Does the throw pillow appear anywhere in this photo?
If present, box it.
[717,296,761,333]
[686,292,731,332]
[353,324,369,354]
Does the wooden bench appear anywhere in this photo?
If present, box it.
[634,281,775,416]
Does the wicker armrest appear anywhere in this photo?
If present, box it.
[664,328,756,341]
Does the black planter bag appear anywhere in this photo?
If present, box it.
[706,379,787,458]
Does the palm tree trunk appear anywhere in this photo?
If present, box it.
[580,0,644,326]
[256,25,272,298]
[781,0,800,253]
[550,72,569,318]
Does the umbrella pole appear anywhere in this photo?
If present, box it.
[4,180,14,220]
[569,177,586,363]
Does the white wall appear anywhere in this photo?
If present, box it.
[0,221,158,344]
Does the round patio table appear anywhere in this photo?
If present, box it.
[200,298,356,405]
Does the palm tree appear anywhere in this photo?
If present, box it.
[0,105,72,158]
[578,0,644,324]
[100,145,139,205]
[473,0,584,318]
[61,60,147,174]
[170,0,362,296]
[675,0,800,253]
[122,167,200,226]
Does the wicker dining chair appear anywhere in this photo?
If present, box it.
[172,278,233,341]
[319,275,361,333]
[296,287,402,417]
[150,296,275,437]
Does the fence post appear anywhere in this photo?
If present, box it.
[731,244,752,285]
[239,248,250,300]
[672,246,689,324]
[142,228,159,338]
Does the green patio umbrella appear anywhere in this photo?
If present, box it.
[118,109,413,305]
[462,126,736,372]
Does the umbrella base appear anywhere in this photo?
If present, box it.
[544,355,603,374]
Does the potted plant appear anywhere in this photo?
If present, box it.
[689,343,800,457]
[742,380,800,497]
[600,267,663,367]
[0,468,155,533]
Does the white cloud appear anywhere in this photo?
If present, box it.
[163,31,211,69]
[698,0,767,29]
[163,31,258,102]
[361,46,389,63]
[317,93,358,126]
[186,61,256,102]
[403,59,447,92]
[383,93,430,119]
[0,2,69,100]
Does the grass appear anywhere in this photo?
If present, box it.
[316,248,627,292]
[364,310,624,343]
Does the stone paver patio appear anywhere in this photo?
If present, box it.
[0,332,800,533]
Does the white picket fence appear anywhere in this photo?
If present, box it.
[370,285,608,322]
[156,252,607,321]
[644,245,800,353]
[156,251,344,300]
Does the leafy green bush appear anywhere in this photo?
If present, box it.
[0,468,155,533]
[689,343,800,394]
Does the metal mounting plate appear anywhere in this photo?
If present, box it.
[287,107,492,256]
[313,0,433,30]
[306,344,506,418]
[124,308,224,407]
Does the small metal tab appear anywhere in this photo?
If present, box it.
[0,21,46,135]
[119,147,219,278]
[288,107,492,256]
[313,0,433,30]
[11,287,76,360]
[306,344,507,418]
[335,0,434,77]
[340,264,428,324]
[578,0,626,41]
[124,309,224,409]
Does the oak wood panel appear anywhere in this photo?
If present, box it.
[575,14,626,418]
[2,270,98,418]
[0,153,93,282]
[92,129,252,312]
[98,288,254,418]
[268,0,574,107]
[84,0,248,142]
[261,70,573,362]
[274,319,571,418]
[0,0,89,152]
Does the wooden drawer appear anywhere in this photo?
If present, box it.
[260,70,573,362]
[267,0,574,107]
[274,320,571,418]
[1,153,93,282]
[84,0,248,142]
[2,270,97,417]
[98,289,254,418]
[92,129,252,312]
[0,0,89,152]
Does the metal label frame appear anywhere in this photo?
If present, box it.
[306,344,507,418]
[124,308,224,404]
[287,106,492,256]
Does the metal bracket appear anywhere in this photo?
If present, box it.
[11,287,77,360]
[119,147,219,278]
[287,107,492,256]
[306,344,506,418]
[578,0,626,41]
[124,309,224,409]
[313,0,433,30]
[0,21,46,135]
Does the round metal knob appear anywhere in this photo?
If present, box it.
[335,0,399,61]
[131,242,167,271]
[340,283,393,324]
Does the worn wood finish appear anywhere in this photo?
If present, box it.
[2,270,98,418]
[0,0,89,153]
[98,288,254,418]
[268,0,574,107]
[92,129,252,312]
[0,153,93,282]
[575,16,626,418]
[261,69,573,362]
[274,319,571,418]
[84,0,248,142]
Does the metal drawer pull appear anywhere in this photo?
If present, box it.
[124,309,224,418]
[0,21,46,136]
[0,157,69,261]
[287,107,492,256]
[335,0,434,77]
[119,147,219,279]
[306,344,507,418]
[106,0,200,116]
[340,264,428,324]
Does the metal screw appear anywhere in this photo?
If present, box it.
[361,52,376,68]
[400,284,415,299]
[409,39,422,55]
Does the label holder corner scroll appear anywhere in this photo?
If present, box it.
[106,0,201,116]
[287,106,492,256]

——

### [Requirements]
Please write out all the records above again, substituting "draw a box around it" for every "box it" and changing nothing else.

### [Problem solution]
Does the throw pillow appear anywhere in this photo?
If present, draw a box around it.
[717,296,761,333]
[686,292,731,332]
[353,324,369,354]
Does the wooden bench appear anywhere in this photo?
If present, draw a box around it.
[634,281,775,416]
Does the wicker armrest appear anywhere in this photo?
If present, draw a box around it.
[664,328,756,341]
Does the black planter bag appear anywhere in this photo?
If present, draw a box around it.
[706,379,787,458]
Does the palm tree trunk appear anywhere in this photo?
If present, draw a box around it.
[580,0,644,326]
[256,25,272,298]
[781,0,800,253]
[550,72,569,318]
Does the umbrella pole appear anywhere in this photo?
If present, draw a box around it.
[4,180,14,220]
[569,177,586,363]
Does the white wall appear anywhere in this photo?
If present, draw a box around it.
[0,221,158,344]
Does the round patio table appear anywhere in this photo?
If present, draw a box around it.
[200,298,356,405]
Does the palm tree appear anywhere in this photo?
If present, draw a box around it.
[0,105,72,158]
[578,0,644,324]
[100,145,139,205]
[473,0,584,318]
[61,60,147,174]
[170,0,362,296]
[675,0,800,253]
[122,167,200,226]
Does the wicker dining chair appear anywhere in this photo?
If present, draw a box around it.
[172,278,233,341]
[319,275,361,333]
[296,287,402,417]
[150,296,275,437]
Does the fence post appear anywhere in this photo?
If present, draw a box around it.
[731,244,752,285]
[239,248,250,300]
[672,246,689,324]
[142,228,159,338]
Does the green patio umbrella appear anywhere in this photo?
If present, draw a box around it.
[118,109,413,305]
[462,126,736,372]
Does the umbrella base appear anywhere in this photo?
If present, draw a box around it.
[544,355,603,374]
Does the potted plant appear anywhere in this photo?
If present, draw a box around it.
[689,343,800,457]
[742,380,800,497]
[600,267,663,367]
[0,468,155,533]
Does the white cloud appear anywhere in this photo?
If present, draw a box around it.
[163,31,211,69]
[698,0,767,29]
[163,31,258,102]
[361,46,389,63]
[317,93,358,126]
[186,61,256,102]
[403,59,447,92]
[383,93,430,119]
[0,2,69,100]
Does the grass appear anywhere in this photo?
If present, draw a box around it.
[316,248,627,292]
[364,310,624,343]
Does the stone paver patio appear anywhere in this photo?
If present, draw a box around it.
[0,332,800,533]
Does the white picket fence appear anywhere in this photo?
If present, draw a box around it.
[370,285,608,322]
[156,252,607,321]
[644,245,800,353]
[156,251,344,300]
Does the leafy green bush appear anywhere in this photo?
If present, draw a box around it.
[0,468,155,533]
[689,343,800,394]
Does the metal mounting plate appear anywhere in this photo?
If present, draw a box around it.
[287,107,492,256]
[313,0,433,30]
[306,344,506,418]
[124,308,224,407]
Does the small metal tab appear anywhere in this photo?
If present, draw a box around it.
[0,21,46,135]
[119,147,219,278]
[288,107,492,256]
[313,0,433,30]
[11,287,76,360]
[306,344,507,418]
[335,0,434,77]
[340,264,428,324]
[578,0,626,41]
[124,309,224,409]
Does the oak wood panel appear anywhere in this photo?
If present, draw a box around it.
[575,14,626,418]
[2,270,98,418]
[0,153,93,282]
[92,129,252,312]
[98,288,254,418]
[268,0,574,107]
[84,0,248,142]
[261,70,573,362]
[274,319,571,418]
[0,0,89,152]
Does the wooden drawer appear anywhere in this photo?
If present, draw a box around it.
[260,70,573,362]
[267,0,574,107]
[274,320,571,418]
[1,153,93,282]
[84,0,248,142]
[2,270,97,417]
[98,289,254,418]
[92,129,252,312]
[0,0,89,152]
Does the metal label frame appear anywhere in this photo?
If present, draw a box around it.
[306,344,507,418]
[124,308,224,404]
[287,106,492,256]
Does the metal bracket appear anywhere in this photo?
If present, draw a box around it.
[11,287,77,360]
[119,147,219,278]
[287,107,492,256]
[306,344,506,418]
[578,0,626,41]
[124,309,224,409]
[313,0,433,30]
[0,21,46,135]
Does the round metal knob appear anywhere in this photo?
If present, draw a box around it.
[335,0,399,61]
[131,242,167,271]
[340,283,393,324]
Does the worn wood finish appear anywhere in this photo?
If present, draw a box around it.
[2,270,98,418]
[0,0,89,153]
[98,288,254,418]
[268,0,574,107]
[92,129,252,312]
[0,153,93,282]
[575,16,626,418]
[261,69,573,362]
[274,319,571,418]
[84,0,248,142]
Does the metal drawer pull appear anywhere in this photo?
If present, draw a box around it.
[124,309,224,418]
[0,21,46,136]
[0,157,69,261]
[287,107,492,256]
[335,0,434,77]
[119,147,219,279]
[306,344,507,418]
[106,0,200,116]
[340,264,428,324]
Does the metal screw appear anywhere in this photo?
If present, draw a box around it.
[361,52,376,68]
[400,284,415,299]
[409,39,422,55]
Does the label holder corner scroll appear anywhere in this photo?
If present, draw a box around it.
[106,0,201,116]
[287,106,492,256]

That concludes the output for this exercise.